| Ejercicios |
**1.** Reproduce el pasaje del extracto sobre la tormenta que va de "A mi lado, dos" a "respondió que sí.".
**2.** Enumera todos los adjetivos con los que el extracto sobre la tormenta describe a los cumulonimbos.

| Extracto de la fuente |

_ _ _

Malas noticias desde el jardín
Tenía 22 o 23 años, pero todavía recuerdo la breve escena a la que asistí ese mediodía de verano. Mientras esperaba el semáforo para cruzar la Avenida Corrientes, me había quedado observando los monumentales cumulonimbos que avanzaban sobre las torres del centro de Buenos Aires, amenazantes e insoslayables. Incluso percibí, pese a la atmósfera enrarecida por los escapes, el ozono y la electricidad en el aire. La inminencia.
A mi lado, dos señores se quejaban del calor. Los miré un instante. Uno estaba cabizbajo y el otro, con la vista clavada en el semáforo y en la interminable procesión de vehículos. Entonces uno dijo:
–Parece que viene tormenta.
Abrí los ojos, sorprendido. La tormenta no venía. Ya estaba ahí, casi sobre nosotros, y solo el estrépito de coches y bocinas había ahogado el rumor de unos truenos aún lejanos. Su interlocutor le respondió que sí.

_ _ _

| Sección de datos |
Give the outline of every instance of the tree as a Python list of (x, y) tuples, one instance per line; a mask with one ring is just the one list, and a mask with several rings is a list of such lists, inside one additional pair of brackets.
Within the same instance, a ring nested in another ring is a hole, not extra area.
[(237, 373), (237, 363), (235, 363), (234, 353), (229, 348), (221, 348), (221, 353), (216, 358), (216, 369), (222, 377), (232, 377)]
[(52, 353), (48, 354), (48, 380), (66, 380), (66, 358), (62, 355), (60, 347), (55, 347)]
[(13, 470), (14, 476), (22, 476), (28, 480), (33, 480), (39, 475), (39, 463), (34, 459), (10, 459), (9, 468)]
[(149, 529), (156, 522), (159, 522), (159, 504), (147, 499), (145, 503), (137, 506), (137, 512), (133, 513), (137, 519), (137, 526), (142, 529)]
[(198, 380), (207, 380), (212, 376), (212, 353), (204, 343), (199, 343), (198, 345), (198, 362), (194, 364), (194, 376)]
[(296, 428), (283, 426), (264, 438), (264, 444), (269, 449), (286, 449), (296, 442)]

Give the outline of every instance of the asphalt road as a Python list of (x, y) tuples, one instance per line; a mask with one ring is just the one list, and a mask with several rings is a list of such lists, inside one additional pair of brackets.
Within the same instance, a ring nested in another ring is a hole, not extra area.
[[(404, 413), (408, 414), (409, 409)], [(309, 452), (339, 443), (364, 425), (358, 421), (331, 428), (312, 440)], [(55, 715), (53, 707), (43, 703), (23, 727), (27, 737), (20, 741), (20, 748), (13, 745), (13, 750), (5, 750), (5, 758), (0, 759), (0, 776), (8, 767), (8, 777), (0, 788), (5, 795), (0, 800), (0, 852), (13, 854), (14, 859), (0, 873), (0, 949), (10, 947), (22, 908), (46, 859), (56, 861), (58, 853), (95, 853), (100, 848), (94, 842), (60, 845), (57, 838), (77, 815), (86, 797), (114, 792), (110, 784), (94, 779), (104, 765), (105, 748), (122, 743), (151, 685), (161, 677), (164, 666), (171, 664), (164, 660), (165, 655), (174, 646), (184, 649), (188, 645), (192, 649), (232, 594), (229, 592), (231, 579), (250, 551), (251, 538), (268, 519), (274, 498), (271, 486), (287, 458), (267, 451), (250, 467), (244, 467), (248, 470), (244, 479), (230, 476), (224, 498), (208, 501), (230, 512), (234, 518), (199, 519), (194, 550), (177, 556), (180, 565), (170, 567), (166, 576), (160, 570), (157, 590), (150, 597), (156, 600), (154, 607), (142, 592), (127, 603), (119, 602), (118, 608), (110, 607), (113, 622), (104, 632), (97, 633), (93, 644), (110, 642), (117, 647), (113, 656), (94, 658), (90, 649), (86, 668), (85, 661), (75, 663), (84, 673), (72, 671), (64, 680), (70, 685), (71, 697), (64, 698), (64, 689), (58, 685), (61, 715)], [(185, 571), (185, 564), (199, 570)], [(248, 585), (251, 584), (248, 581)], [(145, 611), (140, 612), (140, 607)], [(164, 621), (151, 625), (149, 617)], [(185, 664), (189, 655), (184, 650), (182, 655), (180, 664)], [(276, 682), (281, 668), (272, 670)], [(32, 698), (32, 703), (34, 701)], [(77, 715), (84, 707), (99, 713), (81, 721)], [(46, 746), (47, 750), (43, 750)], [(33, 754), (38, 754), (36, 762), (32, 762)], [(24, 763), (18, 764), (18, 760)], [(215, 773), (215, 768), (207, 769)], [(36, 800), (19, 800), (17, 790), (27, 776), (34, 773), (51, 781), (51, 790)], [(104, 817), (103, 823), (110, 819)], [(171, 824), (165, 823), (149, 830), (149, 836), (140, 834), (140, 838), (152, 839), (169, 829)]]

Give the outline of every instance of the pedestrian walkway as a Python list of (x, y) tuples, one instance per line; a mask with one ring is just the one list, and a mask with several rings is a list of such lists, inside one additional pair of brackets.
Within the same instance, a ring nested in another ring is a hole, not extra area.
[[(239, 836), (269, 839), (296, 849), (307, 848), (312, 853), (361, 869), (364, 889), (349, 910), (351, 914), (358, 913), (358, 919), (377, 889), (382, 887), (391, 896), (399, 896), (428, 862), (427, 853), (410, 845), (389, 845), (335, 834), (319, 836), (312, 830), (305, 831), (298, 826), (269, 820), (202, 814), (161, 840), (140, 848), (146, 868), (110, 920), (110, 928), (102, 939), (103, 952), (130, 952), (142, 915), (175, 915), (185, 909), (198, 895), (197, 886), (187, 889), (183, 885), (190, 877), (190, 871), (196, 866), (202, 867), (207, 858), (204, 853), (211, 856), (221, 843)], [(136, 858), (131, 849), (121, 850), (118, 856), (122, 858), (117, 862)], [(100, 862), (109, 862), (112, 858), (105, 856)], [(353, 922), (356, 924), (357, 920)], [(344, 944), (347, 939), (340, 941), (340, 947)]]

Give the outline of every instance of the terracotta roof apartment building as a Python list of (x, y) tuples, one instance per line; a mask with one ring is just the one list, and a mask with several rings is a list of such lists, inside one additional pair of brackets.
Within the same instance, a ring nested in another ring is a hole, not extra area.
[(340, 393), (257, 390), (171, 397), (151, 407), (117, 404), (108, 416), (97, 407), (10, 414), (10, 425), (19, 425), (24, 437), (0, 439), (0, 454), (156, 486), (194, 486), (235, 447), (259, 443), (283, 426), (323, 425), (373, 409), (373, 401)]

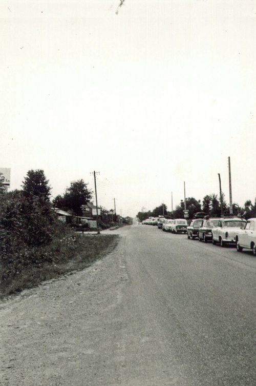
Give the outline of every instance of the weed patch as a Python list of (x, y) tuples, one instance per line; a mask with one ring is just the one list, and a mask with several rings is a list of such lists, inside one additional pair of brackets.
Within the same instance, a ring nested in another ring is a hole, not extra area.
[(2, 260), (0, 298), (84, 269), (110, 253), (118, 242), (116, 235), (82, 235), (65, 230), (49, 245), (16, 246), (12, 257), (8, 254), (8, 261)]

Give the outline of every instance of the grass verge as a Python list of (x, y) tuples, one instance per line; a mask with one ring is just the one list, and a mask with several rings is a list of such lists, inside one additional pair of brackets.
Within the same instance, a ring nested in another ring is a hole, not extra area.
[(0, 267), (0, 299), (31, 288), (45, 280), (58, 278), (91, 266), (112, 252), (118, 243), (117, 235), (68, 235), (56, 240), (47, 249), (35, 253), (50, 255), (49, 261), (33, 262), (19, 267), (6, 274), (6, 267)]

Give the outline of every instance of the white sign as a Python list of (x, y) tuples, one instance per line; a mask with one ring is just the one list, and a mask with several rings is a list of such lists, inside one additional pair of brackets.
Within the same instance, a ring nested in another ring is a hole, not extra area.
[(11, 169), (10, 168), (0, 168), (0, 181), (7, 187), (10, 187)]

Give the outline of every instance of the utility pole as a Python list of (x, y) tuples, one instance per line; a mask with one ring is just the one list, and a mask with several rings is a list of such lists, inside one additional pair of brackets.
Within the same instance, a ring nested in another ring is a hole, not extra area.
[(97, 188), (96, 188), (96, 174), (99, 174), (99, 172), (95, 172), (94, 171), (93, 173), (90, 173), (90, 174), (93, 174), (94, 176), (94, 185), (95, 186), (95, 198), (96, 198), (96, 224), (97, 224), (97, 232), (98, 235), (100, 234), (100, 232), (99, 230), (99, 218), (98, 218), (98, 200), (97, 199)]
[(219, 180), (220, 181), (220, 195), (221, 198), (221, 214), (222, 216), (223, 211), (223, 203), (222, 202), (222, 193), (221, 192), (221, 176), (219, 173), (218, 173), (219, 175)]
[(185, 187), (185, 181), (184, 181), (184, 210), (186, 210), (186, 188)]
[(228, 157), (228, 176), (229, 179), (229, 213), (233, 213), (233, 204), (232, 203), (232, 188), (231, 186), (231, 168), (230, 157)]
[(115, 224), (116, 225), (116, 200), (114, 199), (114, 205), (115, 206)]

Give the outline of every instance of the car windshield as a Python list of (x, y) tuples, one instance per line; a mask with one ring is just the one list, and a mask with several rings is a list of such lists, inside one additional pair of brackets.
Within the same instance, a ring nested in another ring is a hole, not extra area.
[(202, 222), (203, 222), (203, 220), (196, 220), (195, 222), (194, 223), (194, 226), (200, 226), (202, 225)]
[(217, 220), (211, 220), (210, 222), (212, 226), (214, 228), (214, 227), (218, 227), (219, 221), (219, 219)]
[(223, 227), (244, 227), (245, 224), (244, 221), (225, 221), (223, 223)]

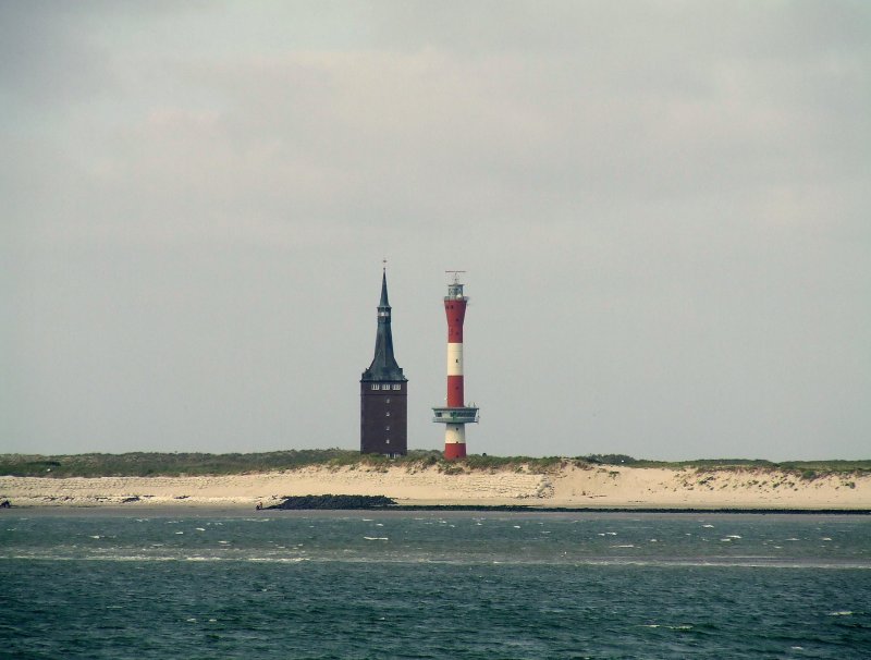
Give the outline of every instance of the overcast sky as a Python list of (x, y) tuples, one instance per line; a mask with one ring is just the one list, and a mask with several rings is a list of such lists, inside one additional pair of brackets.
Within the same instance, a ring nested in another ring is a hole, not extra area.
[(0, 452), (871, 456), (871, 3), (0, 0)]

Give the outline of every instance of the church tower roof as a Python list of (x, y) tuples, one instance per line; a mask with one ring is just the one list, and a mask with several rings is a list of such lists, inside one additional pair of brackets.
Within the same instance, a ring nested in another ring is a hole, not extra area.
[(390, 326), (391, 307), (388, 300), (387, 268), (381, 274), (381, 301), (378, 303), (378, 331), (375, 335), (375, 357), (363, 372), (364, 381), (405, 381), (402, 368), (393, 356), (393, 331)]

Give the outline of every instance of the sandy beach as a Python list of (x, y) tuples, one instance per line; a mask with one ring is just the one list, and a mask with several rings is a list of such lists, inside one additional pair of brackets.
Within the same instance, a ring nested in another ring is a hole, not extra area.
[(566, 465), (544, 474), (438, 467), (307, 467), (232, 476), (0, 477), (14, 506), (240, 506), (287, 496), (382, 494), (400, 504), (535, 508), (871, 509), (871, 476), (802, 479), (771, 469), (665, 469)]

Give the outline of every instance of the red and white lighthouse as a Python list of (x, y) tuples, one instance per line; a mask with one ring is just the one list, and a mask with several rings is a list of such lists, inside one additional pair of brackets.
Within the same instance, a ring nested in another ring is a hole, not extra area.
[(459, 277), (465, 271), (449, 270), (451, 282), (444, 296), (447, 316), (447, 399), (445, 406), (433, 407), (432, 420), (444, 424), (444, 457), (449, 461), (466, 455), (466, 424), (478, 421), (478, 408), (465, 404), (463, 391), (463, 321), (468, 298), (463, 295)]

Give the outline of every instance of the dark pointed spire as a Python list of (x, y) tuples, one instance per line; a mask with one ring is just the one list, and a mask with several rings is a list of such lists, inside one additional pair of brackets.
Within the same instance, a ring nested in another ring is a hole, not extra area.
[(381, 301), (378, 303), (378, 331), (375, 337), (375, 357), (361, 380), (406, 380), (393, 356), (393, 331), (390, 326), (391, 307), (388, 300), (387, 266), (381, 274)]
[(379, 307), (387, 307), (390, 309), (390, 302), (388, 301), (388, 269), (384, 267), (381, 273), (381, 302), (378, 303)]

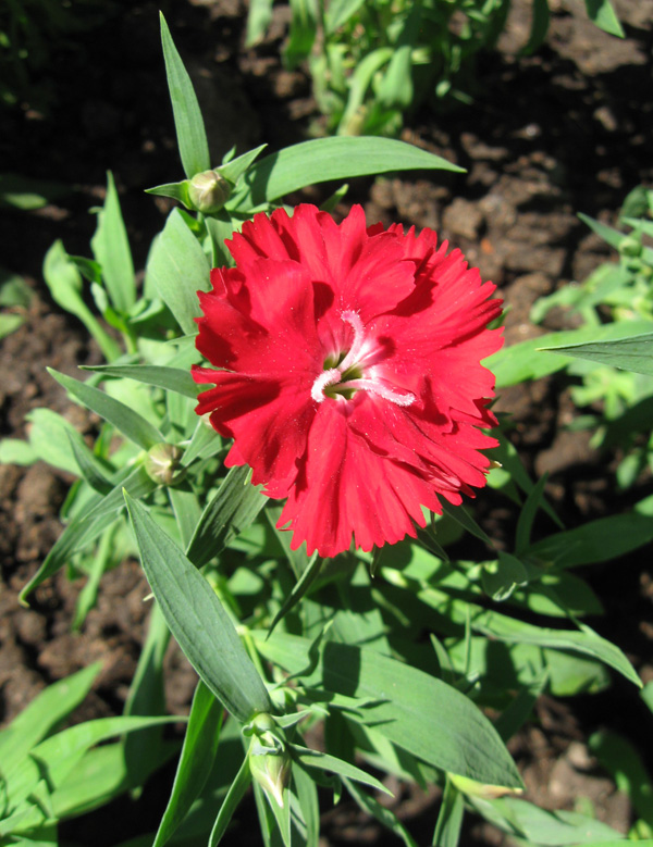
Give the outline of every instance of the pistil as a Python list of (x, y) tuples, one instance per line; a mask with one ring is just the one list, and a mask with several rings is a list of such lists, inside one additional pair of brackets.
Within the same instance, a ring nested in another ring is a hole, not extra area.
[[(410, 391), (395, 390), (385, 379), (374, 376), (371, 369), (366, 373), (366, 359), (373, 351), (373, 344), (366, 338), (365, 327), (357, 312), (347, 310), (341, 317), (354, 329), (354, 340), (337, 366), (326, 368), (316, 378), (310, 390), (312, 399), (318, 403), (326, 398), (350, 400), (356, 391), (369, 391), (396, 406), (414, 403), (416, 398)], [(329, 364), (332, 363), (333, 359)]]

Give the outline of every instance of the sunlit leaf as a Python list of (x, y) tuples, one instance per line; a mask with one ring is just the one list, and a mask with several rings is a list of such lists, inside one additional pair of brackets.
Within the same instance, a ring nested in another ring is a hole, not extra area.
[(174, 113), (177, 145), (184, 172), (190, 179), (195, 174), (210, 169), (209, 144), (193, 83), (174, 46), (163, 14), (160, 14), (160, 18), (161, 43), (165, 59), (165, 73)]
[(143, 568), (186, 658), (239, 721), (272, 710), (266, 686), (218, 596), (145, 507), (125, 493)]

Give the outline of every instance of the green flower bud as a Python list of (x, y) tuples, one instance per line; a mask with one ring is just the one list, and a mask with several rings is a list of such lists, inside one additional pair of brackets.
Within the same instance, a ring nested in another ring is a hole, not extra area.
[(147, 451), (145, 470), (150, 479), (162, 485), (176, 485), (186, 474), (186, 469), (180, 465), (184, 451), (175, 444), (156, 444)]
[(505, 797), (507, 794), (523, 794), (523, 788), (508, 788), (506, 785), (486, 785), (485, 783), (470, 780), (468, 776), (460, 776), (457, 773), (448, 773), (447, 776), (459, 792), (468, 794), (470, 797), (492, 799), (494, 797)]
[(286, 752), (262, 752), (261, 748), (252, 745), (249, 751), (249, 771), (252, 777), (266, 792), (268, 797), (274, 799), (283, 809), (283, 789), (291, 777), (291, 759)]
[(231, 195), (231, 185), (218, 171), (202, 171), (188, 183), (188, 199), (198, 212), (219, 212)]

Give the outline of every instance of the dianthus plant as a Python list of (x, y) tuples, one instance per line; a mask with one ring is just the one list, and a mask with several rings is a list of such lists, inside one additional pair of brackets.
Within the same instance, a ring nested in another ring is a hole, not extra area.
[[(56, 844), (60, 819), (137, 788), (174, 752), (159, 728), (172, 634), (198, 682), (168, 806), (138, 844), (219, 844), (252, 785), (266, 844), (317, 847), (318, 789), (331, 788), (415, 845), (378, 799), (393, 776), (442, 789), (435, 845), (458, 843), (466, 810), (538, 845), (562, 823), (515, 796), (506, 740), (545, 688), (601, 689), (606, 665), (639, 683), (579, 622), (595, 598), (568, 569), (649, 531), (629, 515), (601, 550), (600, 521), (533, 541), (538, 513), (557, 519), (491, 404), (495, 381), (535, 354), (500, 349), (494, 286), (435, 233), (338, 205), (343, 189), (321, 208), (283, 204), (313, 183), (454, 166), (366, 137), (232, 152), (212, 166), (164, 22), (162, 37), (185, 178), (152, 189), (181, 208), (143, 289), (111, 178), (94, 261), (57, 244), (45, 265), (52, 296), (107, 359), (86, 381), (52, 372), (101, 419), (97, 439), (89, 448), (41, 409), (28, 444), (1, 446), (5, 459), (78, 477), (23, 597), (63, 566), (85, 575), (81, 627), (102, 572), (134, 556), (149, 632), (118, 722), (45, 738), (91, 685), (89, 669), (0, 736), (0, 838), (54, 833)], [(112, 333), (82, 297), (83, 275)], [(507, 498), (512, 546), (477, 523), (475, 495)], [(542, 626), (546, 615), (570, 627)], [(130, 734), (91, 749), (116, 733)], [(619, 836), (583, 815), (564, 826), (565, 844)]]

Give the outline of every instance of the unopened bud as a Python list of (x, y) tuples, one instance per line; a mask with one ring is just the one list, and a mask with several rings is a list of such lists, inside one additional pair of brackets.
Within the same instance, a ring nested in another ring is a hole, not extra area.
[(231, 185), (218, 171), (202, 171), (188, 183), (188, 199), (198, 212), (219, 212), (231, 195)]
[(470, 797), (482, 797), (493, 799), (495, 797), (505, 797), (506, 794), (523, 794), (523, 788), (508, 788), (507, 785), (486, 785), (485, 783), (470, 780), (468, 776), (460, 776), (457, 773), (447, 774), (456, 788)]
[(145, 470), (150, 479), (162, 485), (176, 485), (182, 481), (186, 469), (180, 462), (184, 451), (175, 444), (156, 444), (147, 451)]
[[(249, 751), (249, 770), (252, 777), (283, 809), (283, 789), (291, 776), (291, 759), (286, 752), (263, 752), (258, 745), (257, 750)], [(260, 751), (259, 751), (260, 750)]]

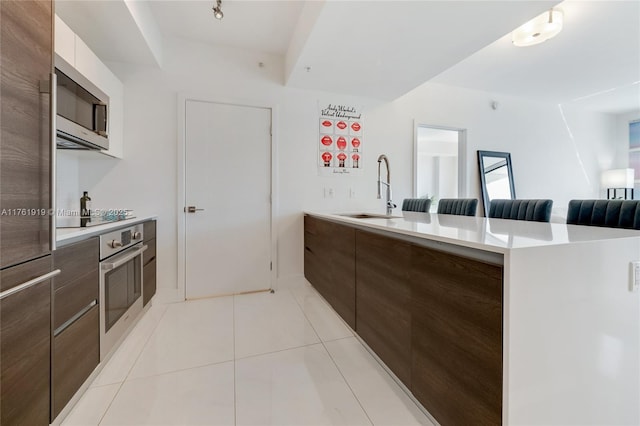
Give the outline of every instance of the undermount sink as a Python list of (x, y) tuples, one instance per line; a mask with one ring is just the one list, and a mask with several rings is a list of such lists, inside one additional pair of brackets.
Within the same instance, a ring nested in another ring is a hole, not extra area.
[(350, 217), (352, 219), (393, 219), (402, 216), (393, 216), (390, 214), (377, 213), (340, 213), (338, 216)]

_ _ _

| Lista de respuestas |
**1.**
A mi lado, dos señores se quejaban del calor. Los miré un instante. Uno estaba cabizbajo y el otro, con la vista clavada en el semáforo y en la interminable procesión de vehículos. Entonces uno dijo:
–Parece que viene tormenta.
Abrí los ojos, sorprendido. La tormenta no venía. Ya estaba ahí, casi sobre nosotros, y solo el estrépito de coches y bocinas había ahogado el rumor de unos truenos aún lejanos. Su interlocutor le respondió que sí.

**2.** monumentales, amenazantes, insoslayables